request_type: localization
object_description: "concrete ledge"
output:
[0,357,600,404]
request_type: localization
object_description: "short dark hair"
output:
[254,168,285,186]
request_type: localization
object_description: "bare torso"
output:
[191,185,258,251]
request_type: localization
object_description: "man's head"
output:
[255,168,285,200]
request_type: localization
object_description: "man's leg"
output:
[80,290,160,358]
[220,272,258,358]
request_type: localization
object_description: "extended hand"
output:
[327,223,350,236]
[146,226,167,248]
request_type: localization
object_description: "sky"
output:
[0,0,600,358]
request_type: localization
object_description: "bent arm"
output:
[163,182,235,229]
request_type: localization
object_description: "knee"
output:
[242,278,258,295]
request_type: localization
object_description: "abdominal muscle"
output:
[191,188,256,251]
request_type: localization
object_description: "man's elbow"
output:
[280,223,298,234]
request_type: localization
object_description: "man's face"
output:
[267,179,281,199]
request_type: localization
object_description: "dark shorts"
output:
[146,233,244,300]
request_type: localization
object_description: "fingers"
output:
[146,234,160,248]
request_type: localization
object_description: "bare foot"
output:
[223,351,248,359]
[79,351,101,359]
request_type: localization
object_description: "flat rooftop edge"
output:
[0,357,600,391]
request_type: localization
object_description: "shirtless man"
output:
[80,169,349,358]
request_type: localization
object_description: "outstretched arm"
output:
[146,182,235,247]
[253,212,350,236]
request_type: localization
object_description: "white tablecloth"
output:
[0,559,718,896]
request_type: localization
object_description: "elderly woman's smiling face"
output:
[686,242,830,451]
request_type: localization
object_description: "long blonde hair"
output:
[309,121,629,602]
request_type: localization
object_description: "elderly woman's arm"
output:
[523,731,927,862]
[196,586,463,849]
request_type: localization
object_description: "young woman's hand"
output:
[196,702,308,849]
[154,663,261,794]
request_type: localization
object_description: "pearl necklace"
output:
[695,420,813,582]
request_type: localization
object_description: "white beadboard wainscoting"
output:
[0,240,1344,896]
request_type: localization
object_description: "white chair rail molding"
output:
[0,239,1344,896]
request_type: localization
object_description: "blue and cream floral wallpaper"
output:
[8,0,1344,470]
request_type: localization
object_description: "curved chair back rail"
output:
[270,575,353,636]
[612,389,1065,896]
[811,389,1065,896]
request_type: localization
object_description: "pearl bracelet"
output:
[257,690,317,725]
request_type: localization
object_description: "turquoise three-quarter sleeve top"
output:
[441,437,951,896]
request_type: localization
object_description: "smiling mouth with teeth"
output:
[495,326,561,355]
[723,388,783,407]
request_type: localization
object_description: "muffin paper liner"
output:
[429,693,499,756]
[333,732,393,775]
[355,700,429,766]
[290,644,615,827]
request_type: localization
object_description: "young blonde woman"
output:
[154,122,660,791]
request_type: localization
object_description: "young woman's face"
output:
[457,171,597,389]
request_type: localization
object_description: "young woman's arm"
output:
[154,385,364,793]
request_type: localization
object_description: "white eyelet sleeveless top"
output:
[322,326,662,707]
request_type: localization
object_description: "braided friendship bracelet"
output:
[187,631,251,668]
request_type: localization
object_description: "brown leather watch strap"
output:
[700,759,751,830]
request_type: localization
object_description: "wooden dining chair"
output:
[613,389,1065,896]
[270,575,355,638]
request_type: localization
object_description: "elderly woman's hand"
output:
——————————
Count the lines of the records that contain the string "bracelet", treating uppercase and lowercase as different, and give only the number.

#### IN RESPONSE:
2